So a balance between these three items has be reached. We either get smaller files (faster downloads for members) but at a loss of storage space and management time (item 1). Or we save on management time but increase the archive size and loss of server space (=increased costs of bandwidth and server) (item 2). Or we do what we really should, utilise certain modern technologies to cut down on space usage, backup time but unfortunately keep the size up. Does it sound paradoxal? Keep size up but keep down disk usage? Let me explain:

You all know by now about xdelta3 and delta compression (otherwise see thread I linked at the beginning). By comparing two files only the data that differs is saved into a new file, thus cutting down on the size of the "patch" files. By later applying the patch file to the source you can recreate the other files by using the differential data and common data to rebuild the files. As good as this may be it has two major drawbacks: It only handles two files at a time (which I have to manually choose for best result), and you have to keep track of the source files and patches, you can't rename either of them or it won't find the files to restore.

So after some research and a very convincing argument from dw5304 here on BA I looked into something called deduplication which is available in Windows Server 2012, 2012 R2 and Windows 8 (with some hacks, doesn't support it by default). It basically does what delta compression does, but in the background, transparently and on the whole volume at once. Which means I don't need to select which files to process, nor keep track of what the source files were etc. By a command it's launched and run in the background (or scheduled automatically), and after some processing you get your result. Same file size, smaller storage area on the harddrive.

But to archieve this no compression can be used whatsoever. This means that music, video and by default compressed data (Installshield archives, games, video, audio etc) will not deduplicate at all. But those won't compress much either so the loss in the end is minimal. So I went ahead and did some tests on BA archives... I chose one of the BA drive that holds compilations and some abandonware stuff (you'll see a full list of tested categories in the screenshot below), unpacked it all and then went ahead and enabled deduplication. Where I achieved 30-40% savings with xdelta compression (which was also painfully complicated because I had to manually select and sort the files to be delta compressed) the savings achieved by deduplication was by far more impressive.

Location labeling records:

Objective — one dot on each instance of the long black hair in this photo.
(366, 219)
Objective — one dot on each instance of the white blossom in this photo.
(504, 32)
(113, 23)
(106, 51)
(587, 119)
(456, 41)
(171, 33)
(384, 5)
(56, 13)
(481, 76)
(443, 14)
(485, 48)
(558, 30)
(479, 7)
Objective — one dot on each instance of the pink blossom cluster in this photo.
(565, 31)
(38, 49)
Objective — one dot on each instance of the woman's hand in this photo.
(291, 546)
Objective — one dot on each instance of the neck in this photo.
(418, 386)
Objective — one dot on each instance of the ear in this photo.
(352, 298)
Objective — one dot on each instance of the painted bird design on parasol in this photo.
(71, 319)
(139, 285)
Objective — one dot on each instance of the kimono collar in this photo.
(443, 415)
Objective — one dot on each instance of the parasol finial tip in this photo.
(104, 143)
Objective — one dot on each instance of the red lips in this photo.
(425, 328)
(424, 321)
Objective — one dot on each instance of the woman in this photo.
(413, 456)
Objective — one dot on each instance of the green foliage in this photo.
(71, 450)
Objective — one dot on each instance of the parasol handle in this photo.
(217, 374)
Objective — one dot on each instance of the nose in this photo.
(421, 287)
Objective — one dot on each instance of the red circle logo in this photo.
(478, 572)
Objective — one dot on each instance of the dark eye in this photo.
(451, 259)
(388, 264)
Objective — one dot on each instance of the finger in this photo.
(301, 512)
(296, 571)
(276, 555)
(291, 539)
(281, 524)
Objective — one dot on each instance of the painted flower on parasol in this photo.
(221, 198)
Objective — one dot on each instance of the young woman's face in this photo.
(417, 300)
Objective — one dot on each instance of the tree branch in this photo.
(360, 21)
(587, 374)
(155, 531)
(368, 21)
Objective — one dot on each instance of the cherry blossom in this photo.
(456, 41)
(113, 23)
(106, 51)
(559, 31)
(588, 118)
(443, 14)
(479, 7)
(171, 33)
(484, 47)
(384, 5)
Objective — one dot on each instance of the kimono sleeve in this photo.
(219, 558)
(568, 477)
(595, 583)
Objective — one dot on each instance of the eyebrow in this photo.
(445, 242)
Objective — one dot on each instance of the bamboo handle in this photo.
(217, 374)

**PROBLEMS AND TASKS**
1 – Answer these questions about the deduplication post:
(a) Which member here on BA made a convincing argument that led to looking into deduplication?
(b) What percentage of savings was achieved with xdelta compression?
(c) What must not be done to the source files and patches for the restore to find them?
2 – Name every Windows version that the deduplication post says offers deduplication.
3 – Carry on the deduplication post from its last sentence, in the same voice.

**WRITTEN RESPONSES**
1 –
(a) dw5304
(b) 30-40%
(c) Neither of them can be renamed.

2 –
- Windows Server 2012
- Windows Server 2012 R2
- Windows 8 (with some hacks, since it doesn't support it by default)

3 –
Here's a small example with some of the BetaArchive file sections:

Image
Left side is fully uncompressed archives, right side is the BA archive as it looks today, max compressed RAR files with 5% recovery.

Do you spot the difference? The image speaks all by itself really...

However, we have one feature that we greatly rely on on BA for keeping the archives working and without errors, and that's the recovery data. When uncompressed we lose this functionality, and it also greatly adds file count (since some archives contains hundreds if not thousands of files, files you will have to download one by one instead of the whole archive as one file), this was a situation that I was uncomfortable to live with. I would have no means to verify the integrity of the files. Sure I could use md5's, but that would add one more step to deal with, and I would still need a recovery archive set. An external par2 set would work, but that would further complicate things. For example, if I renamed a release (which happens quite often) I would also need to rename the par2 set, or at the very least rebuild the par2 set if some files changed etc. So I would again regain some extra steps to keep the files intact, something I want to avoid.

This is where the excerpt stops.